Exercise aim -> Turn the part of the material that runs from its first line through the line containing "(1145, 463)", both included, into a Markdown table with the columns Row and Line, leaving out blank lines. Omit the pictures from the table.

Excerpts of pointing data
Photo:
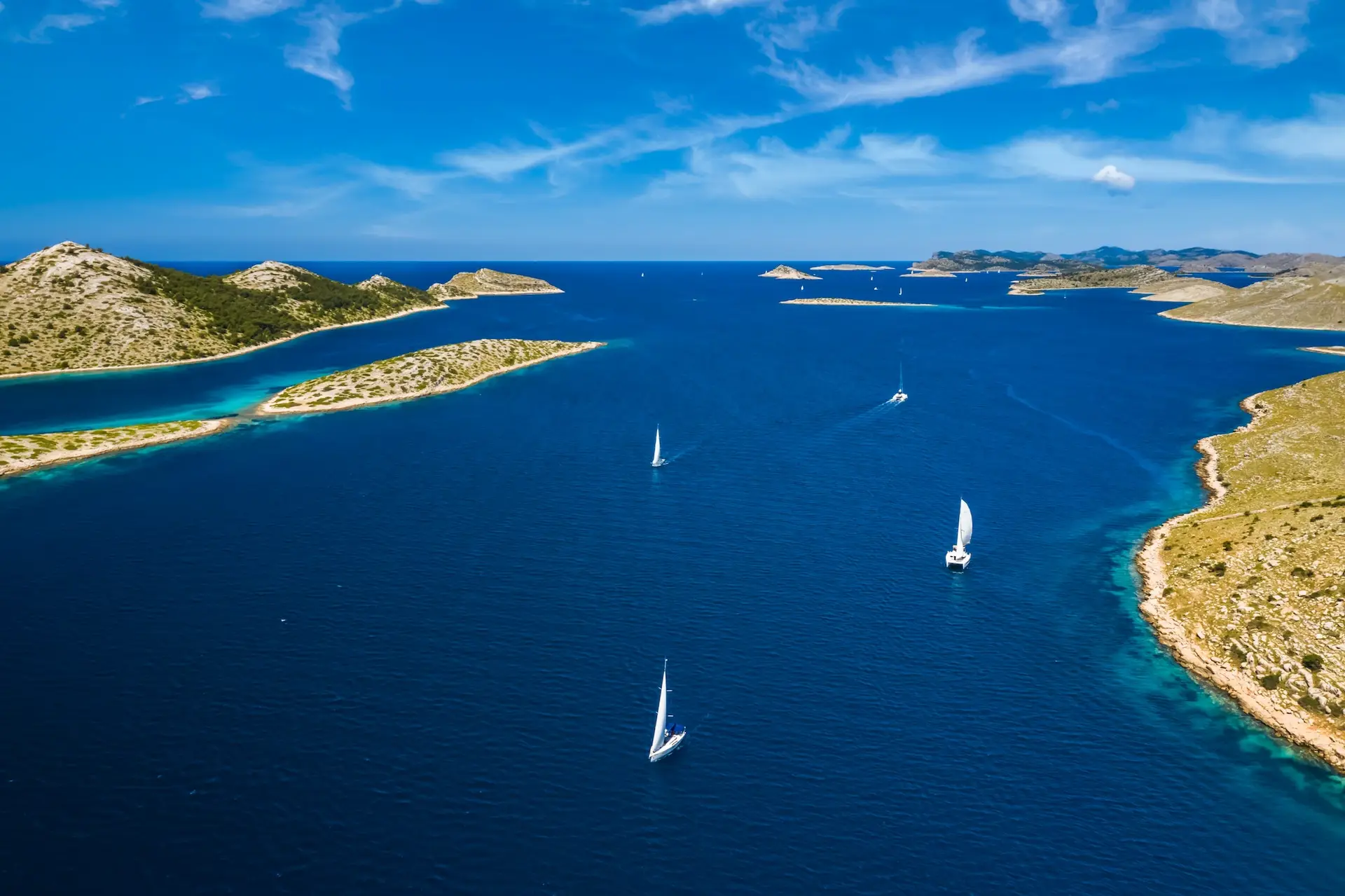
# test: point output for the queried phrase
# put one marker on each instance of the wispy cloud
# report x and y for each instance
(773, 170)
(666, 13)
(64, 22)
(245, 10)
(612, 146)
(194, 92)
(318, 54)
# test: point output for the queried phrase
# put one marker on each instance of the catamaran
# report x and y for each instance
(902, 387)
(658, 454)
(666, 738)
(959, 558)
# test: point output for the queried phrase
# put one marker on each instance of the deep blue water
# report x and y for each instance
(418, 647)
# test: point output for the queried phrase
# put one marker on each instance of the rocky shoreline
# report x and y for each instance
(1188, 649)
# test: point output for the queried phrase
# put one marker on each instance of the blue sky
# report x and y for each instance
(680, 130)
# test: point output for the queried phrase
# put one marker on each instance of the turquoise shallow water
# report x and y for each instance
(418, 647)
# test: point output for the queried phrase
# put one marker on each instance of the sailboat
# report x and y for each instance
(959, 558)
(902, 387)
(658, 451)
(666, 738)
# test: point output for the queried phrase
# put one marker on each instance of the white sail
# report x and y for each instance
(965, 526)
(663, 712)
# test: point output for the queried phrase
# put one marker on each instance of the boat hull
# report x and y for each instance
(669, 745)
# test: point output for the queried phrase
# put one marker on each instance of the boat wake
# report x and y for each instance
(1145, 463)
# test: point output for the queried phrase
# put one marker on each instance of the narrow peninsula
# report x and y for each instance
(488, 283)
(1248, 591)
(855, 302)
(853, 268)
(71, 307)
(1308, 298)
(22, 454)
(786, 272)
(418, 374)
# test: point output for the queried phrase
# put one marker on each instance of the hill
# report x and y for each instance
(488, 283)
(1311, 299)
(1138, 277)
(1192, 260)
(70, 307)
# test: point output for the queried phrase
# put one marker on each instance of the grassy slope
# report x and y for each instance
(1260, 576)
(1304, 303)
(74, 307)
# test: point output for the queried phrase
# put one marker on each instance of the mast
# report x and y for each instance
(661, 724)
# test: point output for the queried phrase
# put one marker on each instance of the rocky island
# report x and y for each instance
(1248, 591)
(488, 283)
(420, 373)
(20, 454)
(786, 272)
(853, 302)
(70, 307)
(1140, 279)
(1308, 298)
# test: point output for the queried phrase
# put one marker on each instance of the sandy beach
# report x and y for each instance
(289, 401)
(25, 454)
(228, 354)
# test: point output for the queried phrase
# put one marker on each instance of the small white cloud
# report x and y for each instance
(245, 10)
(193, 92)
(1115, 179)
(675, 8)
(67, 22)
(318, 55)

Exercise result ->
| Row | Line |
|---|---|
| 1 | Photo: |
| 2 | # test: point output for the queried phrase |
| 3 | # put one marker on each instance of the wispy cloud |
| 4 | # report x and y for each instance |
| 5 | (773, 170) |
| 6 | (666, 13) |
| 7 | (64, 22) |
| 8 | (245, 10) |
| 9 | (612, 146) |
| 10 | (194, 92) |
| 11 | (318, 54) |
| 12 | # test: point output for the queried phrase |
| 13 | # put one marker on each instance of the catamaran |
| 14 | # report x and y for each instance |
| 15 | (902, 387) |
| 16 | (658, 454) |
| 17 | (666, 738) |
| 18 | (959, 558) |
| 19 | # test: point output for the queried phrase |
| 20 | # put one marker on each instance of the deep blue water |
| 21 | # report x and y for each instance |
| 22 | (418, 647) |
| 23 | # test: point output for the queried phrase |
| 24 | # put one marker on each instance of the rocky shoreline |
| 25 | # report x and y for each instance |
| 26 | (1188, 649) |
| 27 | # test: point output for the queried phrase |
| 28 | # put one marker on each instance of the blue sky |
| 29 | # report x and y for each instance |
| 30 | (680, 130) |
| 31 | # test: point output for the queried phrase |
| 32 | # put one marker on each instance of the turquoise shallow water |
| 33 | # report x and y for each instance |
| 34 | (418, 647) |
| 35 | # test: point output for the queried phrase |
| 36 | # put one marker on each instance of the sailboat |
| 37 | # report x and y for each instance |
| 38 | (959, 558) |
| 39 | (902, 387) |
| 40 | (658, 451) |
| 41 | (666, 738) |
| 42 | # test: point output for the queried phrase |
| 43 | # put one marker on each instance of the white sail |
| 44 | # report x and y for each instance |
| 45 | (965, 526) |
| 46 | (663, 712) |
| 47 | # test: point output for the queried phrase |
| 48 | # put one marker on each instance of the boat hull |
| 49 | # report x and y for each instance |
| 50 | (669, 745) |
| 51 | # test: point output for the queried phrase |
| 52 | # put one marker on each instance of the boat wake |
| 53 | # report x and y for each instance |
| 54 | (1145, 463) |